Selección:
++++++++++

Este es el nivel de la inteligencia para los ideólogos que se ocultan cobardes detrás del falso disfraz del pragmatismo. Su epistemología equivaldría a decir que uno es capaz de definir qué es el mundo en quince segundos. O en menos: el mundo es una esfera. ¿O miento? Bueno, casi una esfera. Y lo he dicho en menos de diez segundos. Ahora, ¿no será que el mundo es algo más que una esfera? En un mundo donde predomina la mentalidad del consumo —todavía entiendo que es una tara propia de la transición histórica—, ser capaces de simplificar, de no molestar con conceptos complejos es toda una virtud. Al fin y al cabo, como bien entiende N. García Canclini, el comercio ha sustituido a la política al tiempo que los consumidores han sustituido al ciudadano moderno. Siguiendo el ejemplo de nuestro sabio locutor, uno podría tener toda una taxonomía de conceptos, resumida en una sola línea cada una y, al momento de que alguien pregunte por una cosa o por la otra podríamos contestar con gran obviedad: “a es c”. Y punto. Esta seguridad siempre da la sensación de conocimiento. De hecho, es un tipo de conocimiento: es conocimiento chatarra, como las hamburguesas hechas con yeso y carne de lombrices son un tipo de comida. Pero si nuestras sociedades de la información están lejos de algún tipo sustentable de conocimiento, están aún más lejos de cualquier tipo de sabiduría.

++++++++++

Objetivo del ejercicio: Reescribe como lista, de forma más breve, el párrafo de la selección que empieza con «Este es el nivel de la inteligencia». Conserva sus ideas principales. Las filas que aparecen a continuación son un material aparte, independiente de la selección.

Datos extraídos:
++++++++++

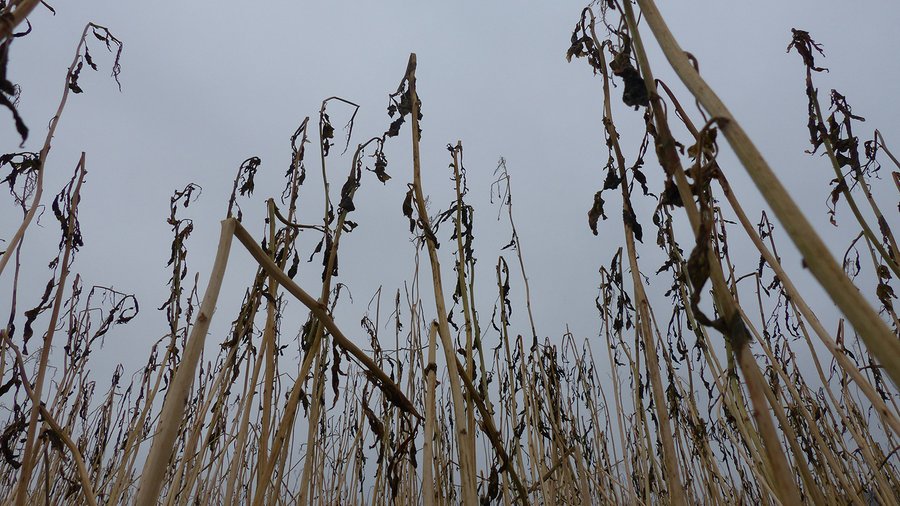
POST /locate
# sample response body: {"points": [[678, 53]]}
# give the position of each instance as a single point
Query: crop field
{"points": [[736, 355]]}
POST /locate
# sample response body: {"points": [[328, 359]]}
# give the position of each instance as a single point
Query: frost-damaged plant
{"points": [[727, 387]]}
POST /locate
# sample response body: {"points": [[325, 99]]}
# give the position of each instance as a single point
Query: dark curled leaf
{"points": [[394, 128], [27, 30], [381, 167], [805, 46], [32, 314], [631, 220], [612, 179], [317, 250], [407, 209], [348, 190], [73, 78], [14, 381], [327, 132], [698, 262], [885, 293], [88, 59], [670, 195], [336, 373], [8, 92], [640, 178], [635, 93], [840, 186], [10, 434], [596, 212], [292, 270], [247, 173]]}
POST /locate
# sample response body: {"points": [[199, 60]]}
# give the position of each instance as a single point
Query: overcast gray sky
{"points": [[207, 84]]}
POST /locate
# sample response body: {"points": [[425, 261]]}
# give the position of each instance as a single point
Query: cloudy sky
{"points": [[207, 84]]}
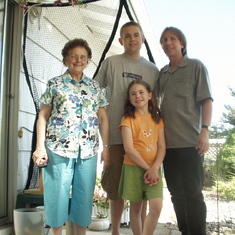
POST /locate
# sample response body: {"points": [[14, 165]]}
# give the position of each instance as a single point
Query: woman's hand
{"points": [[151, 176], [105, 157], [39, 155]]}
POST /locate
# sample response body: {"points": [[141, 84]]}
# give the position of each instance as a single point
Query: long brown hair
{"points": [[154, 110]]}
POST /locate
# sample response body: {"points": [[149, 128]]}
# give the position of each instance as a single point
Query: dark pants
{"points": [[183, 169]]}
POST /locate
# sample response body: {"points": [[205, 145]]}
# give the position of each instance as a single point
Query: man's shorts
{"points": [[111, 175], [132, 186]]}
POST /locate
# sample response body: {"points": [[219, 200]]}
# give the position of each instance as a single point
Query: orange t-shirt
{"points": [[145, 134]]}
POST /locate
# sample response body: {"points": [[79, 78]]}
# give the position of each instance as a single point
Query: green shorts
{"points": [[111, 175], [133, 188]]}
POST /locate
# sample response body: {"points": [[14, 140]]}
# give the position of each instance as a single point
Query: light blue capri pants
{"points": [[58, 176]]}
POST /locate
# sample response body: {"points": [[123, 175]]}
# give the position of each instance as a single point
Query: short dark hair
{"points": [[77, 42], [131, 23], [179, 34]]}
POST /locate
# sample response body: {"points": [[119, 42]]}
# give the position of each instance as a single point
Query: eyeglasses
{"points": [[82, 57]]}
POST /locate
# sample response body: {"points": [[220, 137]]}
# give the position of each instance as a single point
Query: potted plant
{"points": [[100, 220]]}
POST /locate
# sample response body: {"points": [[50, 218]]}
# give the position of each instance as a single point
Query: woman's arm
{"points": [[43, 117], [151, 176], [132, 153], [203, 138], [104, 133]]}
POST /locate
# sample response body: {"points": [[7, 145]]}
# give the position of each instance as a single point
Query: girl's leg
{"points": [[143, 212], [135, 217], [57, 230], [151, 220], [80, 230]]}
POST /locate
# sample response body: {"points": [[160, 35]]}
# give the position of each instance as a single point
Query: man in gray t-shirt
{"points": [[115, 75]]}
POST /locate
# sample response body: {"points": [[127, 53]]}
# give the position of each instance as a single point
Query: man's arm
{"points": [[203, 139]]}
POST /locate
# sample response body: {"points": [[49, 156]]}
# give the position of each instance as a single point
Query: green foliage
{"points": [[225, 189], [226, 158], [229, 117]]}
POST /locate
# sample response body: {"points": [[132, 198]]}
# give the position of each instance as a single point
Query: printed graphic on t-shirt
{"points": [[131, 75]]}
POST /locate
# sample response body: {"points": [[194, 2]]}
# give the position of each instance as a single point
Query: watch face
{"points": [[206, 127]]}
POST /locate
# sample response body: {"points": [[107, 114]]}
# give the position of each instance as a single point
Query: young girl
{"points": [[144, 142]]}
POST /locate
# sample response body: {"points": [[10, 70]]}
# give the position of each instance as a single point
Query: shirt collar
{"points": [[67, 78], [182, 63]]}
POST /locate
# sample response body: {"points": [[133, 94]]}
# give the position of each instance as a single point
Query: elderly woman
{"points": [[71, 115]]}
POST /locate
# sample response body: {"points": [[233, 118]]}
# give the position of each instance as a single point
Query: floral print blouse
{"points": [[73, 124]]}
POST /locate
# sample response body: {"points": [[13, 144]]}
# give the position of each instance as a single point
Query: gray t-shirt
{"points": [[115, 75], [181, 92]]}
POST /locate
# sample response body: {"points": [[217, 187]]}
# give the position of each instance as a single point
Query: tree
{"points": [[229, 117], [226, 158]]}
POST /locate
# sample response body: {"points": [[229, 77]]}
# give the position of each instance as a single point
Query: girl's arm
{"points": [[43, 117], [151, 176], [104, 132], [132, 153]]}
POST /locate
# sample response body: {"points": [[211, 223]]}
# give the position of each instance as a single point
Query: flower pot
{"points": [[99, 224], [28, 221]]}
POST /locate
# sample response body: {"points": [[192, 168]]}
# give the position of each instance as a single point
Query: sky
{"points": [[209, 27]]}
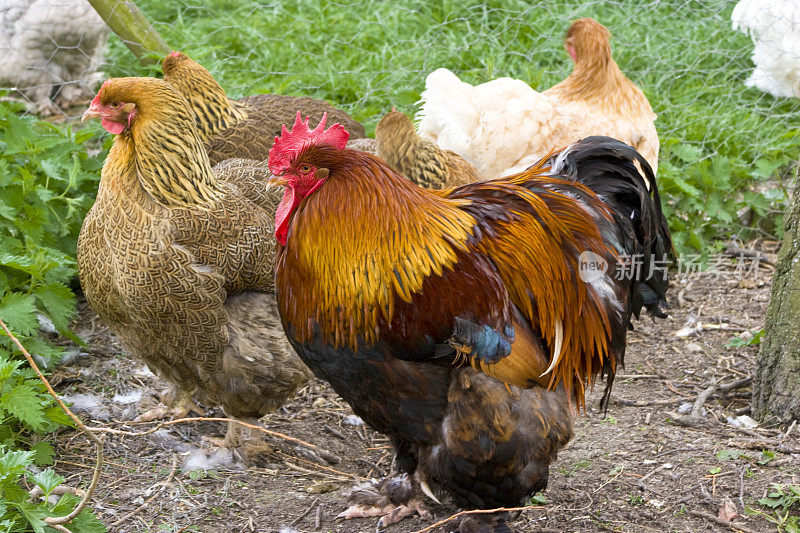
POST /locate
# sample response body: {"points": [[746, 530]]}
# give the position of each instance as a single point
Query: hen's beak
{"points": [[277, 181], [91, 113]]}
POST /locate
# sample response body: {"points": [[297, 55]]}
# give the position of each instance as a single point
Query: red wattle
{"points": [[112, 127]]}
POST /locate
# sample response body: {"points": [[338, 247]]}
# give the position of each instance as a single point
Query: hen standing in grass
{"points": [[418, 159], [463, 323], [178, 258], [503, 126], [243, 128]]}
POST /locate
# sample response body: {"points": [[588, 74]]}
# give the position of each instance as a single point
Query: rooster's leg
{"points": [[393, 499]]}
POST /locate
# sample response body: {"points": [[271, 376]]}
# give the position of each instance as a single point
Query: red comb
{"points": [[291, 143]]}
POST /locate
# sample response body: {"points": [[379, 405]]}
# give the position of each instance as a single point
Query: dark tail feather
{"points": [[606, 166]]}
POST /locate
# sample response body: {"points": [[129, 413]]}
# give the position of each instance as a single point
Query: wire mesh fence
{"points": [[726, 148]]}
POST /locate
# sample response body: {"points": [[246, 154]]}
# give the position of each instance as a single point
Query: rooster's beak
{"points": [[277, 181], [91, 113]]}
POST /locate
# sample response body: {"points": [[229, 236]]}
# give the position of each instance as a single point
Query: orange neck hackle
{"points": [[214, 112], [162, 144]]}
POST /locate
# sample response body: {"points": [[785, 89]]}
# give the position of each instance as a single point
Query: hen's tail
{"points": [[624, 181]]}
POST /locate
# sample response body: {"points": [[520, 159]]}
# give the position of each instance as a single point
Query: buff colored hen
{"points": [[243, 128], [504, 126], [177, 258], [418, 159]]}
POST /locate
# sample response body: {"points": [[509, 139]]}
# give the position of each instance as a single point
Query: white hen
{"points": [[774, 27], [503, 126]]}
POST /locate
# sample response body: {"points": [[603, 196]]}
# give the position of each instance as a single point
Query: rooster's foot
{"points": [[393, 499]]}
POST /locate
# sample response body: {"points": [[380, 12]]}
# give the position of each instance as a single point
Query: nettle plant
{"points": [[47, 183]]}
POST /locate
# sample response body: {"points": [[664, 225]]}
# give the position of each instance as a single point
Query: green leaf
{"points": [[47, 480], [19, 313], [43, 453], [85, 522], [34, 514], [25, 403], [59, 301], [728, 454]]}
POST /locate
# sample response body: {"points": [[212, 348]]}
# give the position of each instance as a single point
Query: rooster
{"points": [[418, 159], [463, 323], [241, 128], [177, 258], [504, 126]]}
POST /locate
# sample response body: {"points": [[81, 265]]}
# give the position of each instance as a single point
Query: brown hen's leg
{"points": [[393, 499], [246, 442], [176, 404]]}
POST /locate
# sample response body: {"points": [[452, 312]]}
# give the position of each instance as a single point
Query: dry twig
{"points": [[161, 485], [330, 457], [719, 521], [475, 511], [56, 522]]}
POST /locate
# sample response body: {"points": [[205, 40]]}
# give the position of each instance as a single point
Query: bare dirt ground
{"points": [[632, 469]]}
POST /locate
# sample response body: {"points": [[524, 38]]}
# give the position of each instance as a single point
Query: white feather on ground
{"points": [[774, 27], [51, 51]]}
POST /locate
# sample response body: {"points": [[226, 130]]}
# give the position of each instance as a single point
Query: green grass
{"points": [[726, 149]]}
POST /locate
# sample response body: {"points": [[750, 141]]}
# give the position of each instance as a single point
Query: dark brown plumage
{"points": [[178, 258], [464, 324], [244, 128], [418, 159]]}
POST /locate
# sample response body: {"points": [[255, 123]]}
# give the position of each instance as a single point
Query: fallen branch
{"points": [[476, 511], [645, 403], [761, 257], [719, 521], [56, 522], [330, 457], [763, 444], [693, 419]]}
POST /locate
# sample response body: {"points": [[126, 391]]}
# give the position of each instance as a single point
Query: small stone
{"points": [[742, 421], [353, 420]]}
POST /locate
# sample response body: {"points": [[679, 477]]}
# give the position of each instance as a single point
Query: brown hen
{"points": [[244, 128], [178, 258], [418, 159]]}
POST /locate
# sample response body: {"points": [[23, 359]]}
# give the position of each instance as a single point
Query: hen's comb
{"points": [[291, 143]]}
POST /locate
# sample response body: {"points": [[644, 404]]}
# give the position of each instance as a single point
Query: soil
{"points": [[632, 468]]}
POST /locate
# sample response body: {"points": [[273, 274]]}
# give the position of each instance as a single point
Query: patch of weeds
{"points": [[730, 454], [783, 502]]}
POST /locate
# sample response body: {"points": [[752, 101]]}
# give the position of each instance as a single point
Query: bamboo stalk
{"points": [[128, 22]]}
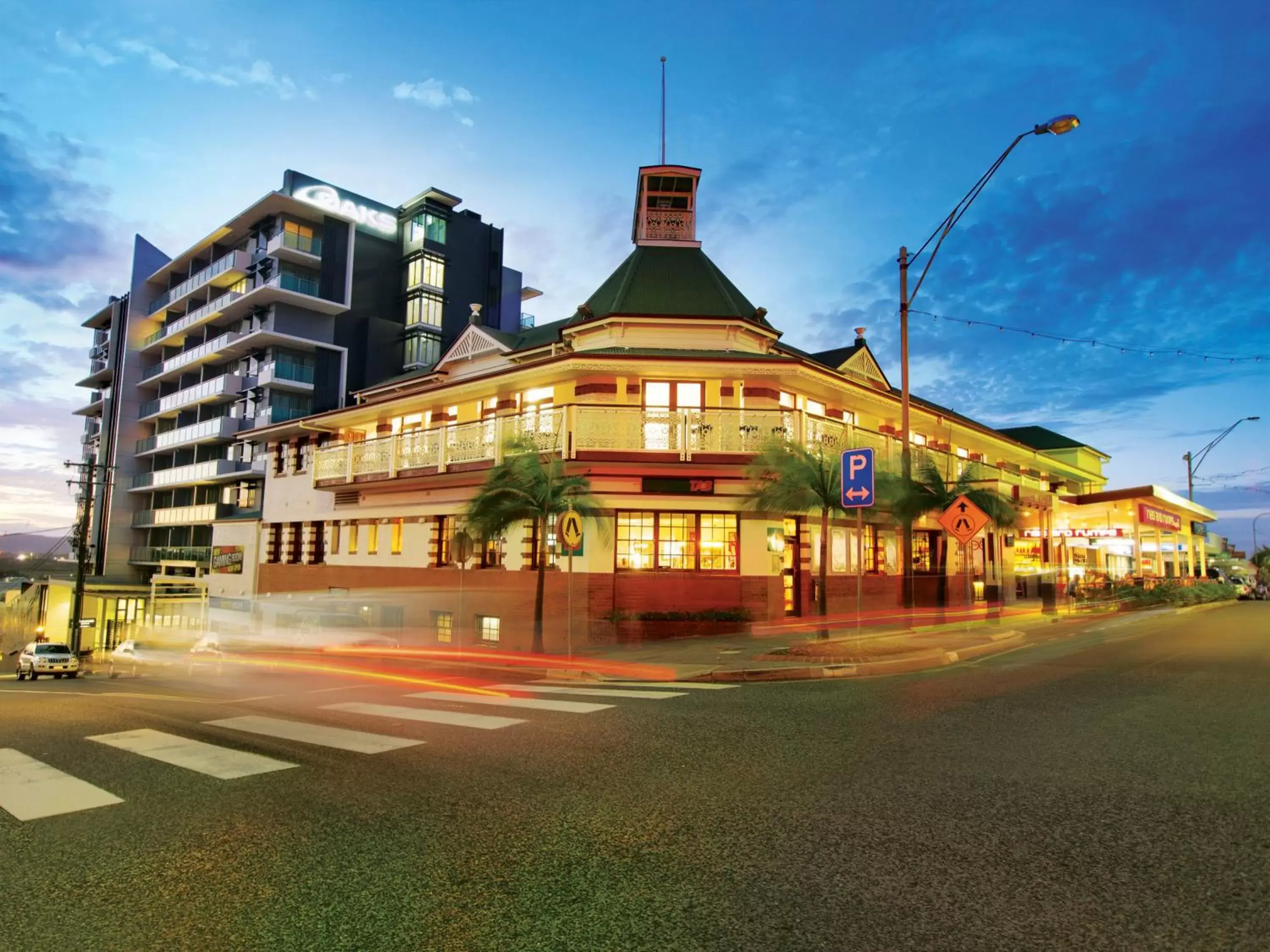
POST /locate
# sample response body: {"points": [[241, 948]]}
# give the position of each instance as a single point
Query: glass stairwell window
{"points": [[298, 280], [294, 365]]}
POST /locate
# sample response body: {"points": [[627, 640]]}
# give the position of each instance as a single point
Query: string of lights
{"points": [[1094, 342]]}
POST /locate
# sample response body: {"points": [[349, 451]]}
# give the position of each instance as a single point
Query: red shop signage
{"points": [[1159, 518]]}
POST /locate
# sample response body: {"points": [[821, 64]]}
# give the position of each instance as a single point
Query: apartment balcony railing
{"points": [[207, 391], [232, 262], [205, 432], [183, 516], [196, 355], [199, 315], [153, 555], [287, 242], [188, 475]]}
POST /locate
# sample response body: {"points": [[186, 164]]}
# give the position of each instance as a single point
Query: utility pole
{"points": [[80, 551], [906, 455]]}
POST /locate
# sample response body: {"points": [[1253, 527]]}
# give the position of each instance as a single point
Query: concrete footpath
{"points": [[848, 653]]}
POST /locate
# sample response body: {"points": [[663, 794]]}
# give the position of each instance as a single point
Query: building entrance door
{"points": [[790, 578]]}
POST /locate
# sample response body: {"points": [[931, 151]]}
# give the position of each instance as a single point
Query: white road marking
{"points": [[214, 761], [422, 714], [531, 702], [319, 734], [31, 790], [591, 692], [676, 685]]}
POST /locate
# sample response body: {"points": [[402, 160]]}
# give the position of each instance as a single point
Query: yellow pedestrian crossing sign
{"points": [[569, 531]]}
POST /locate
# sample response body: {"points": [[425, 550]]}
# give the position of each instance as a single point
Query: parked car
{"points": [[47, 658], [136, 657]]}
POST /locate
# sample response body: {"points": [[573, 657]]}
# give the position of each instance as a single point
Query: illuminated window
{"points": [[718, 541], [488, 627], [445, 537], [428, 226], [444, 622], [676, 541], [635, 536], [427, 270], [422, 351], [423, 309]]}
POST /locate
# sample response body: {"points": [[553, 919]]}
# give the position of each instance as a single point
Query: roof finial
{"points": [[663, 111]]}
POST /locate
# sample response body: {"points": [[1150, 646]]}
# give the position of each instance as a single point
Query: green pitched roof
{"points": [[1042, 438], [677, 282]]}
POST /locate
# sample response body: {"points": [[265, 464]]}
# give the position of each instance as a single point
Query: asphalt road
{"points": [[1104, 790]]}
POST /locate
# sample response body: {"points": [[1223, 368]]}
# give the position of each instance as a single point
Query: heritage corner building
{"points": [[660, 389]]}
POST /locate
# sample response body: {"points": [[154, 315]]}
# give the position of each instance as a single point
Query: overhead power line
{"points": [[1161, 351]]}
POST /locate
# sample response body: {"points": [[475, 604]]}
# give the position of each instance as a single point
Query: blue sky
{"points": [[828, 135]]}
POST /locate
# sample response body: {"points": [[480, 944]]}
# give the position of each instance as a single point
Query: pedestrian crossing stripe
{"points": [[529, 702], [592, 692], [318, 734], [196, 756], [456, 719], [31, 790], [674, 685]]}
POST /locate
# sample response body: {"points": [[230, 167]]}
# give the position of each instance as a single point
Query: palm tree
{"points": [[794, 480], [526, 488], [930, 492]]}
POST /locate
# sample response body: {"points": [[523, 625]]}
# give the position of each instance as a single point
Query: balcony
{"points": [[289, 247], [224, 271], [153, 555], [205, 432], [168, 334], [183, 516], [196, 356], [191, 475], [286, 375], [206, 393]]}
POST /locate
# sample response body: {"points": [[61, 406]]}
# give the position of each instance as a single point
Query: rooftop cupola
{"points": [[666, 206]]}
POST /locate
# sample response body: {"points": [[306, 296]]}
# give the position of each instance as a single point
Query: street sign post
{"points": [[858, 483], [569, 539], [858, 493]]}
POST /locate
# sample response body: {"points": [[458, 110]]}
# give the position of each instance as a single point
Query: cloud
{"points": [[91, 51], [262, 75], [49, 216], [432, 94]]}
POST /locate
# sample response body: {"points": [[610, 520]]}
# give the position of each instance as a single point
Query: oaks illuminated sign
{"points": [[332, 201]]}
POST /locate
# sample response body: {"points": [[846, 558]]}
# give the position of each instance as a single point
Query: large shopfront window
{"points": [[677, 541]]}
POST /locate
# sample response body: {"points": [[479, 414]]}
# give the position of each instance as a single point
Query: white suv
{"points": [[47, 658]]}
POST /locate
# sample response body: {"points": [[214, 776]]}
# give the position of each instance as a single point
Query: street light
{"points": [[1058, 126], [1194, 460]]}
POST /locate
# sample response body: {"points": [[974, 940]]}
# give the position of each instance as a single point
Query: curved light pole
{"points": [[1194, 460], [1057, 126]]}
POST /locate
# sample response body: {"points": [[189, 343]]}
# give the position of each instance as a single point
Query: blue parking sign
{"points": [[858, 489]]}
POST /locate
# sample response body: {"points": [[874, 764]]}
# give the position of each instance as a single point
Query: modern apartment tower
{"points": [[303, 299]]}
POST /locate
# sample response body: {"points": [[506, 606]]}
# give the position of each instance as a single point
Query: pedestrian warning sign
{"points": [[569, 531], [963, 520]]}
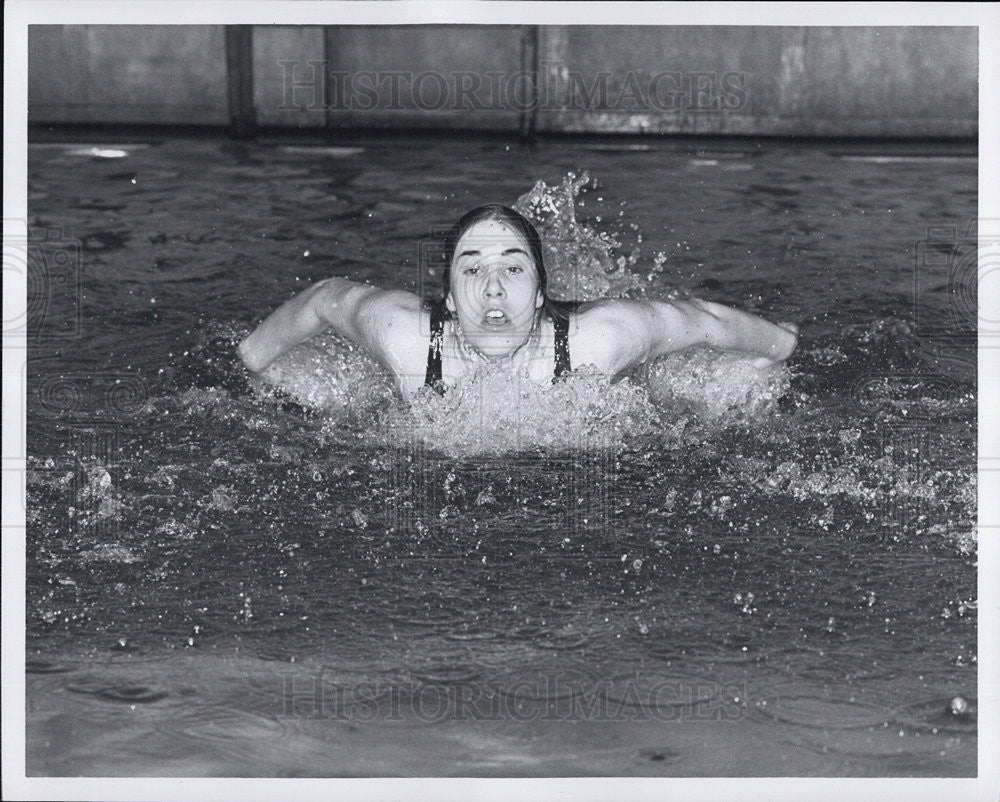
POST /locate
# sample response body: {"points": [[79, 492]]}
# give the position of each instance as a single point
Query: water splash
{"points": [[578, 258], [488, 412], [714, 386]]}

++++++++++

Respuesta al ejercicio:
- Los ideólogos que se ocultan tras el falso disfraz del pragmatismo reducen la inteligencia a definir el mundo en segundos, por ejemplo, como «una esfera».
- Queda la duda de si el mundo no será algo más que una esfera.
- Donde predomina la mentalidad del consumo, simplificar y no molestar con conceptos complejos se considera una virtud.
- Según N. García Canclini, el comercio ha sustituido a la política y los consumidores al ciudadano moderno.
- Así, cada concepto podría resumirse en una sola línea y responderse con obviedad: «a es c».
- Esa seguridad da sensación de conocimiento, pero es conocimiento chatarra, como las hamburguesas de yeso y carne de lombrices son un tipo de comida.
- Las sociedades de la información están lejos de un conocimiento sustentable y aún más lejos de la sabiduría.